--- start of Excerpted text ---
Clive Aslet, in the Telegraph, reports that today Queen Elizabeth II will be presiding over ceremonies linking today’s Britain with the chivalrous traditions of the Middle Ages.

Foreign tourists in the vicinity of Westminster Abbey today, may be in luck. They’ll glimpse Her Majesty the Queen participating in a ceremony that only enters her diary once every eight years: the Installation of the Order of the Bath.

Like the Woolsack, hunting with hounds and the last of the hereditary peers, it’s a piece of traditional pageantry that escaped the reforming zeal of New Labour – perhaps because it is so arcane that they failed to notice it. Certainly most Britons, were they to see the parade of Knights Grand Cross or Knights Commander (Dames too, now), in their gorgeous crimson satin mantles, freighted with stars and tassels, would be as flummoxed as visitors from overseas.

What’s going on? Can there be any earthly point in such flummery, as the nation – otherwise dressing down on Fridays – struggles with the challenges of modern life?
--- end of Excerpted text ---
--- start of Given records ---
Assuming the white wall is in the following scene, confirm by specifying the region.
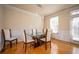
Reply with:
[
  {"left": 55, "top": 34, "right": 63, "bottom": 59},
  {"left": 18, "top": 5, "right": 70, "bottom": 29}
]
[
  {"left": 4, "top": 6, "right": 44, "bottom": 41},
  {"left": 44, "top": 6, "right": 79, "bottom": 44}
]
--- end of Given records ---
--- start of Given records ---
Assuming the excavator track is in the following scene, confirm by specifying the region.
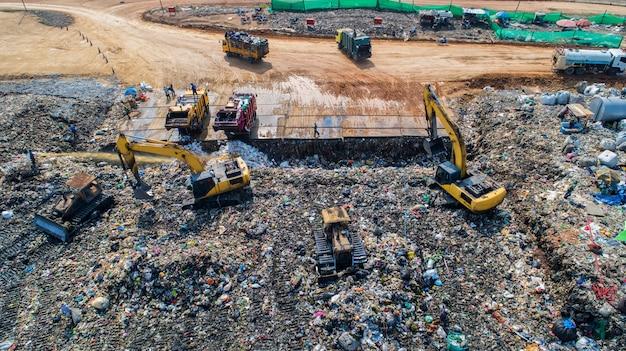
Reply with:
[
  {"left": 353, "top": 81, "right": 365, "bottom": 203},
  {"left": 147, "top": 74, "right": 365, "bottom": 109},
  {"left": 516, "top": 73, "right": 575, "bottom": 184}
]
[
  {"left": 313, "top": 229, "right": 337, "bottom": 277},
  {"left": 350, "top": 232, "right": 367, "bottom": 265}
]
--- end of Given records ---
Can you reproduce verbatim the stretch of the Order of the Bath excerpt from "Foreign tourists in" through "of modern life?"? The material comes from a different source than the text.

:: Completed exercise ::
Foreign tourists in the vicinity of Westminster Abbey today, may be in luck. They’ll glimpse Her Majesty the Queen participating in a ceremony that only enters her diary once every eight years: the Installation of the Order of the Bath.

Like the Woolsack, hunting with hounds and the last of the hereditary peers, it’s a piece of traditional pageantry that escaped the reforming zeal of New Labour – perhaps because it is so arcane that they failed to notice it. Certainly most Britons, were they to see the parade of Knights Grand Cross or Knights Commander (Dames too, now), in their gorgeous crimson satin mantles, freighted with stars and tassels, would be as flummoxed as visitors from overseas.

What’s going on? Can there be any earthly point in such flummery, as the nation – otherwise dressing down on Fridays – struggles with the challenges of modern life?